Location annotation dataset excerpts:
"""
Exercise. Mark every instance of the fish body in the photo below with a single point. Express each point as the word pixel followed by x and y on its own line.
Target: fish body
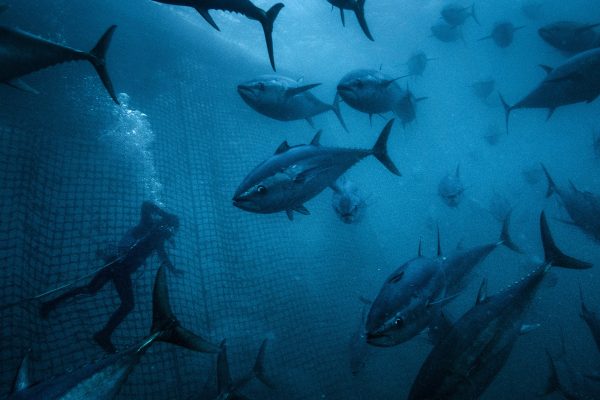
pixel 285 99
pixel 294 175
pixel 22 53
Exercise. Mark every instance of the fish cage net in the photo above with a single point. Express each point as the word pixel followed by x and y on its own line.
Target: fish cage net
pixel 74 170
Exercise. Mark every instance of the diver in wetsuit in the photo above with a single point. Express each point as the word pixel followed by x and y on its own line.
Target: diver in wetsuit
pixel 155 227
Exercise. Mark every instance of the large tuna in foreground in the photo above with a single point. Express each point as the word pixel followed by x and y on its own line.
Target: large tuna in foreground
pixel 296 174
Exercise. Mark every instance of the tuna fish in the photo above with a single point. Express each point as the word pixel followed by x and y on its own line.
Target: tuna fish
pixel 347 201
pixel 370 91
pixel 570 37
pixel 467 359
pixel 285 99
pixel 455 14
pixel 582 207
pixel 358 6
pixel 451 188
pixel 296 174
pixel 503 34
pixel 229 389
pixel 575 81
pixel 446 33
pixel 591 319
pixel 103 379
pixel 22 53
pixel 244 7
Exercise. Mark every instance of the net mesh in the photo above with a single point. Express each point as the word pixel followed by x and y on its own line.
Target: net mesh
pixel 75 169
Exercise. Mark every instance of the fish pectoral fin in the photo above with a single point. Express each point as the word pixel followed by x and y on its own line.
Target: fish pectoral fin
pixel 291 92
pixel 302 210
pixel 21 85
pixel 207 17
pixel 290 214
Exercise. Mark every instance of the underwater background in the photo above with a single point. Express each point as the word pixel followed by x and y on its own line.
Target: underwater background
pixel 75 167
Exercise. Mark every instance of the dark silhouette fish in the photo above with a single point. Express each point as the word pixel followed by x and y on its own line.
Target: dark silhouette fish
pixel 582 207
pixel 575 81
pixel 348 203
pixel 285 99
pixel 244 7
pixel 570 37
pixel 358 6
pixel 503 34
pixel 103 379
pixel 229 389
pixel 22 53
pixel 591 320
pixel 296 174
pixel 406 107
pixel 466 360
pixel 482 89
pixel 370 91
pixel 451 188
pixel 417 63
pixel 455 14
pixel 446 33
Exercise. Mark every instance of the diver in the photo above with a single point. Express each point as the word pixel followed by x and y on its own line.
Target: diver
pixel 155 227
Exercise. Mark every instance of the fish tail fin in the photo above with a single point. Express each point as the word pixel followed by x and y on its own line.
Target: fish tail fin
pixel 267 24
pixel 551 184
pixel 505 238
pixel 359 10
pixel 380 149
pixel 166 326
pixel 552 254
pixel 474 15
pixel 507 110
pixel 259 366
pixel 97 56
pixel 335 107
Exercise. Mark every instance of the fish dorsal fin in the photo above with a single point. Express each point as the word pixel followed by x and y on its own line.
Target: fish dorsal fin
pixel 482 293
pixel 439 243
pixel 316 139
pixel 396 277
pixel 546 68
pixel 291 92
pixel 23 378
pixel 283 147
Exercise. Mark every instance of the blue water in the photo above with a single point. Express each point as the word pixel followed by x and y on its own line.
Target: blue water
pixel 76 167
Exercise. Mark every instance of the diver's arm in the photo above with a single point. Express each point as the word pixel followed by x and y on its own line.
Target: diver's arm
pixel 164 259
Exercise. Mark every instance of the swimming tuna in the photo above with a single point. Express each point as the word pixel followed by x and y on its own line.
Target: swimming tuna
pixel 455 14
pixel 228 389
pixel 296 174
pixel 406 107
pixel 503 34
pixel 466 360
pixel 576 80
pixel 285 99
pixel 570 37
pixel 358 6
pixel 244 7
pixel 22 53
pixel 103 379
pixel 451 188
pixel 446 33
pixel 370 91
pixel 582 207
pixel 591 320
pixel 347 201
pixel 417 63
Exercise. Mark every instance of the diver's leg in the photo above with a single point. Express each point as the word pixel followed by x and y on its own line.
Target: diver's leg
pixel 124 288
pixel 97 282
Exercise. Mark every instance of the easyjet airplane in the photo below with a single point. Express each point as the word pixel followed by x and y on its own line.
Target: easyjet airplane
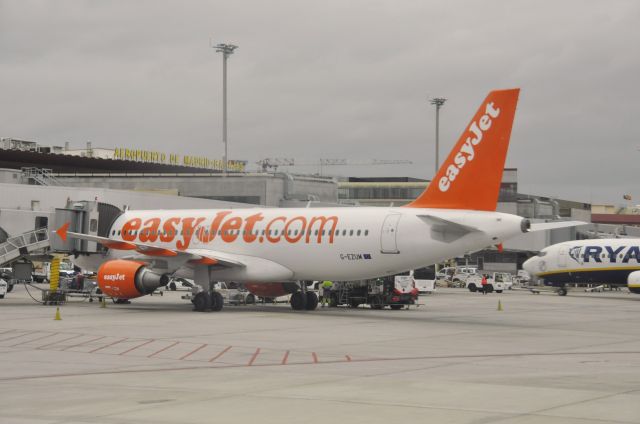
pixel 270 249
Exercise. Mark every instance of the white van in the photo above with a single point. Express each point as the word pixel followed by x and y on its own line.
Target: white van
pixel 455 274
pixel 3 288
pixel 424 280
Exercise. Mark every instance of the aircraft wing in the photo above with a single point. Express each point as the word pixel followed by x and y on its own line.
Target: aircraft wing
pixel 542 226
pixel 192 256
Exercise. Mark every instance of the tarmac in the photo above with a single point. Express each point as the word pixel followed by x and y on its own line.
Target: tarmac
pixel 457 359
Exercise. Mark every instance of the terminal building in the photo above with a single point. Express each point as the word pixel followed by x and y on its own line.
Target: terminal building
pixel 35 180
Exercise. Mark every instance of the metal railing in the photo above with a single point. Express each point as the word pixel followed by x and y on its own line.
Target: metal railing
pixel 41 176
pixel 30 241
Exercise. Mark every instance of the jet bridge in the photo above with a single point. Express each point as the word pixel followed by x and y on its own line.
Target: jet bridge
pixel 88 217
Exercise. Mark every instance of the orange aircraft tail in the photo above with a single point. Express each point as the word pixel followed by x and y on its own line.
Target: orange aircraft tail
pixel 470 177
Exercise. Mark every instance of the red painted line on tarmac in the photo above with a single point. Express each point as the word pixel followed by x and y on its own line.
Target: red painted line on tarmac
pixel 163 349
pixel 20 335
pixel 34 340
pixel 109 345
pixel 192 352
pixel 60 341
pixel 135 347
pixel 85 342
pixel 220 354
pixel 253 358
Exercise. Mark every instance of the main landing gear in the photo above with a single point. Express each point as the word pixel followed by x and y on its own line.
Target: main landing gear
pixel 205 301
pixel 304 300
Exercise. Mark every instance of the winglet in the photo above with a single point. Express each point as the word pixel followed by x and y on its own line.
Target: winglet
pixel 470 177
pixel 62 231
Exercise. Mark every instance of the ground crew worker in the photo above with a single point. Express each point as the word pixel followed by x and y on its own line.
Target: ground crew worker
pixel 326 292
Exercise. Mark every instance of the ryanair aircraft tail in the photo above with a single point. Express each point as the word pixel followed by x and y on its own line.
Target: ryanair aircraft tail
pixel 470 177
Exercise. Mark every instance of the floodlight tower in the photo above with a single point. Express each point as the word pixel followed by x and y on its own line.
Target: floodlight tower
pixel 438 102
pixel 226 50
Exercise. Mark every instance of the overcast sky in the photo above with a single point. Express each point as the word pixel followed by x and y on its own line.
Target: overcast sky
pixel 334 79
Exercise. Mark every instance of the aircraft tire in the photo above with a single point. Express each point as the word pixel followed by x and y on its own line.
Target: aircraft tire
pixel 201 302
pixel 217 301
pixel 312 301
pixel 298 301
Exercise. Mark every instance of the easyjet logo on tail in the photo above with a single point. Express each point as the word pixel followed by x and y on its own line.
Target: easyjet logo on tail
pixel 229 228
pixel 113 277
pixel 467 150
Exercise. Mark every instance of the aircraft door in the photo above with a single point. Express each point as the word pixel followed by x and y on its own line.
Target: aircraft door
pixel 562 256
pixel 388 243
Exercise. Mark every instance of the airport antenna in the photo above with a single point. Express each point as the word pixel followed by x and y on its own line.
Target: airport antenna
pixel 438 102
pixel 226 50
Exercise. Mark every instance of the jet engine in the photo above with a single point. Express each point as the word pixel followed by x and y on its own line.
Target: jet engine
pixel 271 290
pixel 633 282
pixel 122 279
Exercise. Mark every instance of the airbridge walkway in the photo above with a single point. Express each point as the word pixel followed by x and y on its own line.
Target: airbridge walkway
pixel 24 244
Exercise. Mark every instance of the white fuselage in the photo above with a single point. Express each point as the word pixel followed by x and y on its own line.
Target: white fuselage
pixel 315 244
pixel 588 261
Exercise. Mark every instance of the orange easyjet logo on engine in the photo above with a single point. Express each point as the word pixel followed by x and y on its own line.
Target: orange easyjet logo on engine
pixel 228 228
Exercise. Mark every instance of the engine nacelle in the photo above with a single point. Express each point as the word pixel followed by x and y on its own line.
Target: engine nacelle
pixel 124 279
pixel 633 282
pixel 271 290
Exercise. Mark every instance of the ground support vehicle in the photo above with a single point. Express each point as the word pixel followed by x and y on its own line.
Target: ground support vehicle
pixel 457 275
pixel 376 293
pixel 6 274
pixel 221 294
pixel 3 288
pixel 497 281
pixel 179 283
pixel 43 275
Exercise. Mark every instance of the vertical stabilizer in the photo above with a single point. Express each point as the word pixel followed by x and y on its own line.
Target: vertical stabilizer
pixel 470 176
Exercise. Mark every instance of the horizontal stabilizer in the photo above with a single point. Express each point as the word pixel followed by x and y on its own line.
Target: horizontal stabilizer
pixel 445 230
pixel 542 226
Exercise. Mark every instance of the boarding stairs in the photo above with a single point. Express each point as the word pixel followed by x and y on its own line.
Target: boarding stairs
pixel 23 245
pixel 40 176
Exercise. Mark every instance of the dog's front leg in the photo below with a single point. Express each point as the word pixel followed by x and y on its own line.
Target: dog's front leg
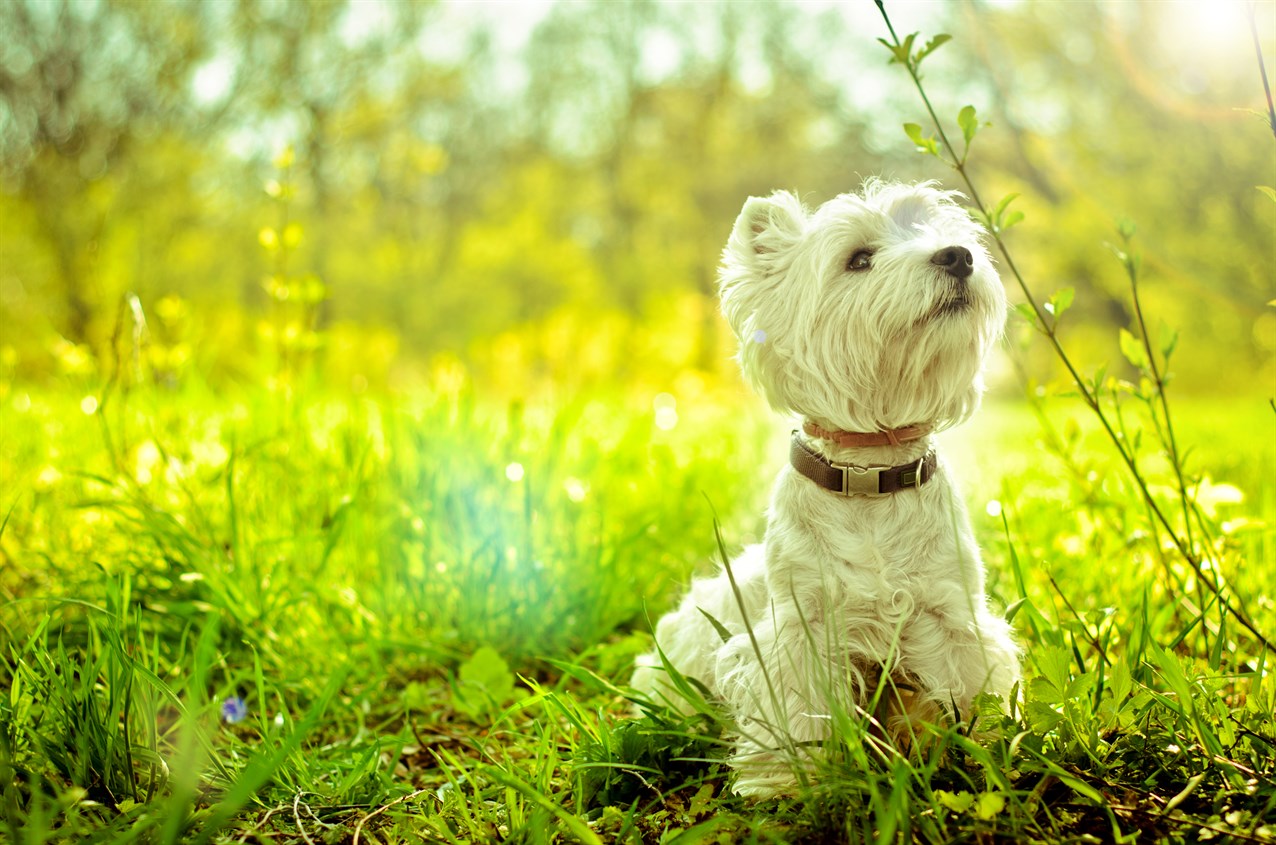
pixel 777 686
pixel 956 656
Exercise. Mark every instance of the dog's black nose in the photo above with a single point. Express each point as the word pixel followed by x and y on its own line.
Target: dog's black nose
pixel 955 261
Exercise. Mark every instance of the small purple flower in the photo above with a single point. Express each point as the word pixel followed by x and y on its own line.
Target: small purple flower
pixel 234 710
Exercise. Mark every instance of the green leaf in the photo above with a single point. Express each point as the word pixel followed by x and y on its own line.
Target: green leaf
pixel 1119 683
pixel 1027 313
pixel 969 123
pixel 1011 220
pixel 484 683
pixel 1045 692
pixel 1169 340
pixel 1060 301
pixel 1041 717
pixel 1133 350
pixel 717 626
pixel 934 44
pixel 923 143
pixel 956 802
pixel 898 54
pixel 1054 664
pixel 989 804
pixel 1001 220
pixel 1080 686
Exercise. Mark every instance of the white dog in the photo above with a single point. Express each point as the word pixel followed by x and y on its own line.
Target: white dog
pixel 870 318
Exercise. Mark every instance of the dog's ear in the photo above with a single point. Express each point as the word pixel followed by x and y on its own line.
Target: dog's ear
pixel 767 226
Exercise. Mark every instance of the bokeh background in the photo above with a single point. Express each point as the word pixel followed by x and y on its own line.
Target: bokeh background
pixel 534 195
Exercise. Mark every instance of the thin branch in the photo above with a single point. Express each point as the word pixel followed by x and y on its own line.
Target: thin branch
pixel 1262 67
pixel 1048 327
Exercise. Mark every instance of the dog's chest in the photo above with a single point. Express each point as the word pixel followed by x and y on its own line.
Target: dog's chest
pixel 872 546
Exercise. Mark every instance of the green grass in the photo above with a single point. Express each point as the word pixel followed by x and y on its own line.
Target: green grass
pixel 431 645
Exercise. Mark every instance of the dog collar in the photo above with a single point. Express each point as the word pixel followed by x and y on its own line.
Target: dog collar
pixel 891 437
pixel 856 480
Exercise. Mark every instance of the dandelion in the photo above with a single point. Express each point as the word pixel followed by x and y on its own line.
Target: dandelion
pixel 234 710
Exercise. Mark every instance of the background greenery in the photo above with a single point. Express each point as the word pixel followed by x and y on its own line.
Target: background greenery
pixel 360 373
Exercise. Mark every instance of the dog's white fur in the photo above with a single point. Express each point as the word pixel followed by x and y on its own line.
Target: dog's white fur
pixel 846 591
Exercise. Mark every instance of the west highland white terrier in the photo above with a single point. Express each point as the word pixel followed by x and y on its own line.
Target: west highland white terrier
pixel 869 318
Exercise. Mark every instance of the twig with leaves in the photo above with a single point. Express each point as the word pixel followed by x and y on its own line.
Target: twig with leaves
pixel 1044 317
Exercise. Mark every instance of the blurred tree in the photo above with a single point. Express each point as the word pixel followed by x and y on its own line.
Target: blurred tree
pixel 81 86
pixel 463 171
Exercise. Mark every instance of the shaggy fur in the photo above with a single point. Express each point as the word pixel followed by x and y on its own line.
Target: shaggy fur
pixel 846 591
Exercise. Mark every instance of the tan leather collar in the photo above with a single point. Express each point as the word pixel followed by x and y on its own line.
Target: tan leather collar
pixel 892 437
pixel 860 480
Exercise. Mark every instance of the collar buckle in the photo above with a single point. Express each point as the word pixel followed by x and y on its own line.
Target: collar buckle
pixel 860 480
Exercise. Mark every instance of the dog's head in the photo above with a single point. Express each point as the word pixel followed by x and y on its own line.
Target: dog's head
pixel 874 312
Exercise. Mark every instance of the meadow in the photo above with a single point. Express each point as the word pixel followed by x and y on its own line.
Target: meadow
pixel 340 484
pixel 326 617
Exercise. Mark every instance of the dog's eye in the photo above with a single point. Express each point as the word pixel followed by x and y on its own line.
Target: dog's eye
pixel 863 259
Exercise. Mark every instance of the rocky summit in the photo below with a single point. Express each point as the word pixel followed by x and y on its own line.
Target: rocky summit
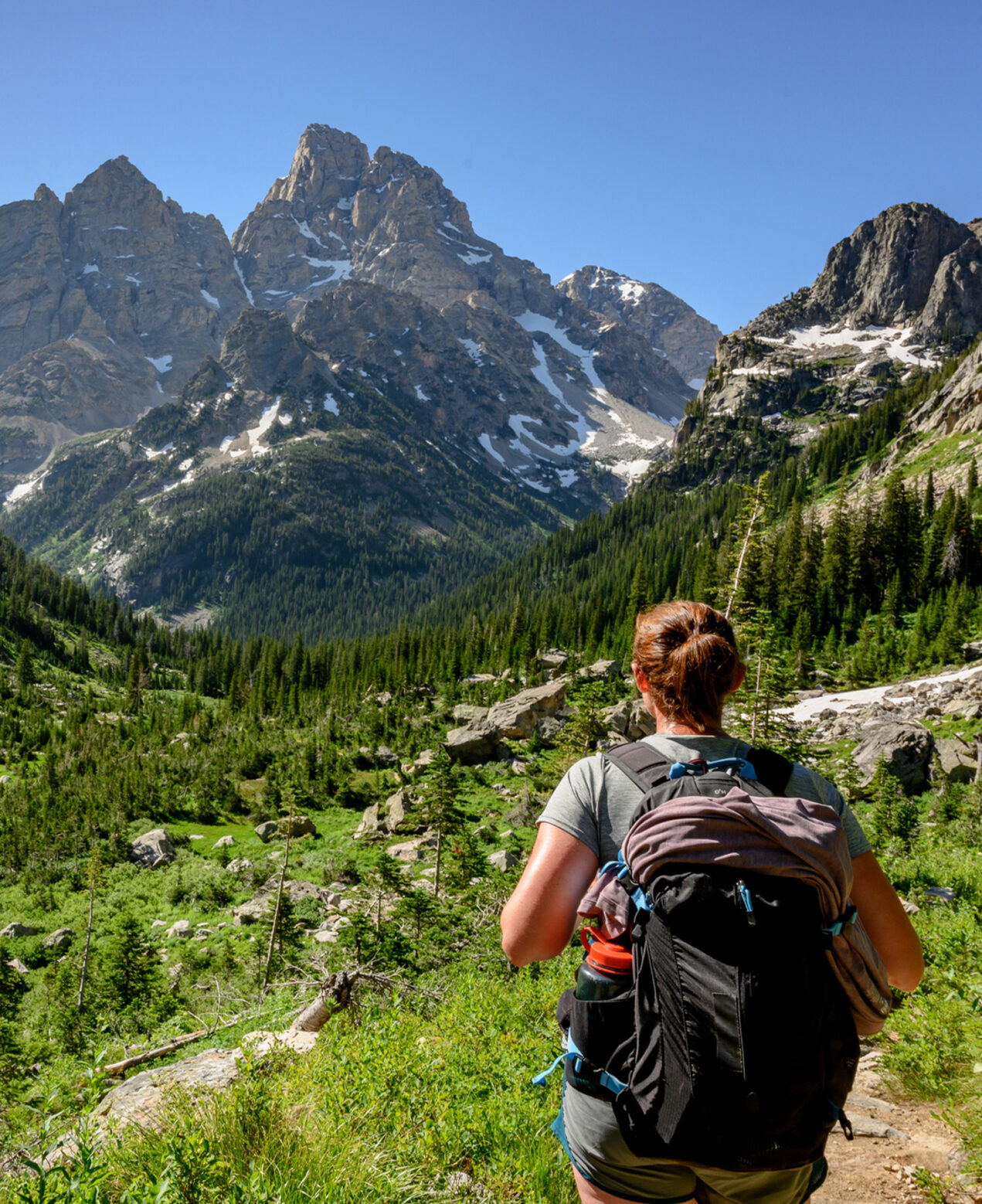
"""
> _Short problem_:
Set down the lines above exactly as they appear, from the line containing "Exercise. Mark every instance of the aircraft tire" down to the line containing "pixel 298 301", both included.

> _Task output_:
Exercise. Mark every instance of the aircraft tire in the photo above with a single point. Express each point as the word pixel followed by x and y on its own line.
Target: aircraft tire
pixel 201 302
pixel 217 301
pixel 312 301
pixel 298 301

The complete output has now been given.